> **Written instruction 1**:
List every judge or justice the court opinion names.
> **Written instruction 2**:
From the court opinion, write out the stretch from "The opinion of the court was" through "privileged. We affirm.".
> **Written instruction 3**:
Extend the court opinion past its last paragraph.

Appeal from the Circuit Court of Lake County. No. 93-L-1753. Honorable Bernard E. Drew, Jr., Judge, Presiding.

Released for Publication March 2, 1995.

The Honorable Justice Geiger delivered the opinion of the court: Doyle and Rathje, JJ., concur.

The opinion of the court was delivered by: Geiger

JUSTICE GEIGER delivered the opinion of the court:

The plaintiff, Debra Harris, appeals the dismissal of her claims against the defendants, the Zion police department and Detective Kevin Leslie, pursuant to section 2-619 of the Code of Civil Procedure (735 ILCS 5/2-619 (West 1992)). On appeal, the plaintiff contends that the court erred in dismissing the claims on the ground that Detective Leslie's statements were absolutely privileged. We affirm.

Counts I and II of the complaint alleged that the defendants and the News-Sun (News-Sun) libeled the plaintiff in an article quoting Detective Leslie's comments about the investigation and arrest of the plaintiff's husband for an alleged criminal sexual assault. Those counts further alleged that Detective Leslie was acting within the scope of his employment when he made the statements. Count III, for "emotional distress," alleged that the making and publishing of the statements were extreme and outrageous conduct. The court granted the News-Sun's motion to dismiss the claims against it, and the News-Sun is not a party to this appeal.

The complaint alleged that Detective Leslie told a reporter from the News-Sun the following false statements: that the plaintiff was "convicted in 1990 for her part in concealing [her husband's] illegal activities, [and] has remained 'totally uncooperative' on the present case against her husband"; and that "when [the plaintiff's husband] was taken into custody Friday at his home on the $500,000.00 warrant, police found 140 video tapes [sic] many of a pornographic nature."

The defendants moved to dismiss the complaint on the grounds that they were absolutely immune from civil liability sounding in libel and intentional infliction of emotional distress. The defendants attached to their motion the affidavit of Detective Leslie in which he averred that he is a detective for the Zion police department and that his duties include the investigation of criminal activities occurring within Zion. Leslie averred further that he was assigned to investigate the allegations against the plaintiff's husband; that in the course of his duties he responded to the Lake County news media when inquiries about investigations are made; and that the statement attributed to him by the News-Sun was his official statement "acting as a detective for the Zion Illinois Police Department regarding the criminal investigation of the charges" made against the plaintiff's husband.

> **Entries provided**:

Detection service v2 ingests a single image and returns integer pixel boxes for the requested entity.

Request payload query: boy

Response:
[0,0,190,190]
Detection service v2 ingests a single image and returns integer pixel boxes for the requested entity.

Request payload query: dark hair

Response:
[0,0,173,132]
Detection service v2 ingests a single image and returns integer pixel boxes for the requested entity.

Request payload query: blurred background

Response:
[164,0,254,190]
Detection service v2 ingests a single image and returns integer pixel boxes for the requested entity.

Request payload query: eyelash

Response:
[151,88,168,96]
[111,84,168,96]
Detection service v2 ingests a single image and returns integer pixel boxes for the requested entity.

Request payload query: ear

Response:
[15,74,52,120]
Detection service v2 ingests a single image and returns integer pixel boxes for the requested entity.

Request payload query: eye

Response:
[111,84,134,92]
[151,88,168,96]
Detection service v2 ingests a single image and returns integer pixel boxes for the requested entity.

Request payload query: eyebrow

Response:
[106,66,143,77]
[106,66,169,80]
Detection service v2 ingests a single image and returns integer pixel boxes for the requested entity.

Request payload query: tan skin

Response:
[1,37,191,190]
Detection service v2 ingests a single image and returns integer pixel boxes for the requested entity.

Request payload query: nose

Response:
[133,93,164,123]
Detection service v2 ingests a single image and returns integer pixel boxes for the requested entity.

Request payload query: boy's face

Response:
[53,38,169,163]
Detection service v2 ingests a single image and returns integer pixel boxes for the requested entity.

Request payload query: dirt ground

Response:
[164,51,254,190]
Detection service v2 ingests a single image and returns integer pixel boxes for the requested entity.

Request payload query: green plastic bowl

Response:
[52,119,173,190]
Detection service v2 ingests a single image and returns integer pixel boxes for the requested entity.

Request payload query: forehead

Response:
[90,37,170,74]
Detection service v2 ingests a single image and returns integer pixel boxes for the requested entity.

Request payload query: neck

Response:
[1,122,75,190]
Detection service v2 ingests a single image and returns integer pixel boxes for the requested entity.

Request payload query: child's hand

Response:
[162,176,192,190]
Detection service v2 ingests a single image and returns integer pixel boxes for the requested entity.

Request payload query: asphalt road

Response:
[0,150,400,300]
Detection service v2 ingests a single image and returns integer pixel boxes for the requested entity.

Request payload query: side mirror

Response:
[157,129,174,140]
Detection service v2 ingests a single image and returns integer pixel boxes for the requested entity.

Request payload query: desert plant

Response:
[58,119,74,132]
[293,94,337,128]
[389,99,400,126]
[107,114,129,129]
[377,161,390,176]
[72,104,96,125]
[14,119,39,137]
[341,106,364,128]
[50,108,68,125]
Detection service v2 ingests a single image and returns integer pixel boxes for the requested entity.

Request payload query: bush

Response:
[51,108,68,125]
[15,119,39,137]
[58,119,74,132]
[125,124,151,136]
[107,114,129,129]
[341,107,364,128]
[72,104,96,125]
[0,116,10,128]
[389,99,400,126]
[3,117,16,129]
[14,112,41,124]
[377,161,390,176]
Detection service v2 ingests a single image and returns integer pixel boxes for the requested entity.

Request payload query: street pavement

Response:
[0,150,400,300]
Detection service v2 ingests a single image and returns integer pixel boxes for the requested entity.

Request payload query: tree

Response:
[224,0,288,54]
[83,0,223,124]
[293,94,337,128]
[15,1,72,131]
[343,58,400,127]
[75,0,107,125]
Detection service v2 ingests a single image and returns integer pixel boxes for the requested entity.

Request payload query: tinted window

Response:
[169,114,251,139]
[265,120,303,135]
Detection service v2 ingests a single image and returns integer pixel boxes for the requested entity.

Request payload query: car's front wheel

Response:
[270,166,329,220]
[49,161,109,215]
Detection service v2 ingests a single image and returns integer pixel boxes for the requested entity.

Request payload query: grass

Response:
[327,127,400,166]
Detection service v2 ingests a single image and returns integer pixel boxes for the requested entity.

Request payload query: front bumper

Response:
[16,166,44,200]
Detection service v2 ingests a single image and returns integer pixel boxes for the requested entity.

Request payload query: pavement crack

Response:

> **Exercise answer 1**:
Bernard E. Drew, Jr.; Geiger; Doyle; Rathje

> **Exercise answer 2**:
The opinion of the court was delivered by: Geiger

JUSTICE GEIGER delivered the opinion of the court:

The plaintiff, Debra Harris, appeals the dismissal of her claims against the defendants, the Zion police department and Detective Kevin Leslie, pursuant to section 2-619 of the Code of Civil Procedure (735 ILCS 5/2-619 (West 1992)). On appeal, the plaintiff contends that the court erred in dismissing the claims on the ground that Detective Leslie's statements were absolutely privileged. We affirm.

> **Exercise answer 3**:
The plaintiff attached to her response to the motion a copy of the Zion police department's policy on media relations. The policy provides, in relevant part:

"The media are important to the department because they portray the department to the public and because they can be of aid to the department in alerting the public to crime problems and in seeking the aid of the public. Therefore, this department will strive to maintain a good working relationship with members of the media."

To that end, police officers were directed to treat members of the news media courteously and professionally. The policy further stated that police officers could not reveal confidential information, nor were they allowed to discuss controversial matters or matters relating to the department's policies, philosophy, or enforcement procedures.

In reply, the defendants submitted the affidavit of Gordon D. Ohmstead, a lieutenant in the Zion police department. He averred that he was familiar with the media relations policy; the policy does not prevent a detective from discussing the facts of a particular investigation if that investigation does not involve controversial questions" or "department policy"; the case involving the plaintiff's husband did not raise such "controversial questions" and did not involve departmental policy; and, pursuant to the police department's rules and regulations, a detective assigned to the investigation of a criminal matter is the police department's official spokesperson for that matter. The trial court agreed with the defendants that the absolute privilege barred the plaintiff's claims and dismissed the complaint with prejudice.

The purpose of a section 2-619 motion is to provide a means to dispose of issues of law and easily proved issues of fact. ( Nikolic v. Seidenberg (1993), 242 Ill. App. 3d 96, 98, 182 Ill. Dec. 753, 610 N.E.2d 177.) Our review of such a motion is limited to legal questions and is independent of the trial court's reasoning. ( Employers Mutual Cos. v. Skilling (1994), 256 Ill. App. 3d 567, 569, 196 Ill. Dec. 301, 629 N.E.2d 1145.) Under section 2-619(a)(9), an action may be dismissed on the ground that a claim asserted is barred by other affirmative matter avoiding the legal effect or defeating the claim. (735 ILCS 5/2-619(a)(9) (West 1992).) "Affirmative matter" includes a defense that completely negates the asserted cause of action. ( Asher v. Farb Systems, Inc. (1993), 256 Ill. App. 3d 792, 794, 196 Ill. Dec. 508, 630 N.E.2d 443.) In the context of a defamation action, the issue of absolute privilege is an affirmative defense which may by raised by and determined upon a section 2-619 motion. Geick v. Kay (1992), 236 Ill. App. 3d 868, 875, 177 Ill. Dec. 340, 603 N.E.2d 121.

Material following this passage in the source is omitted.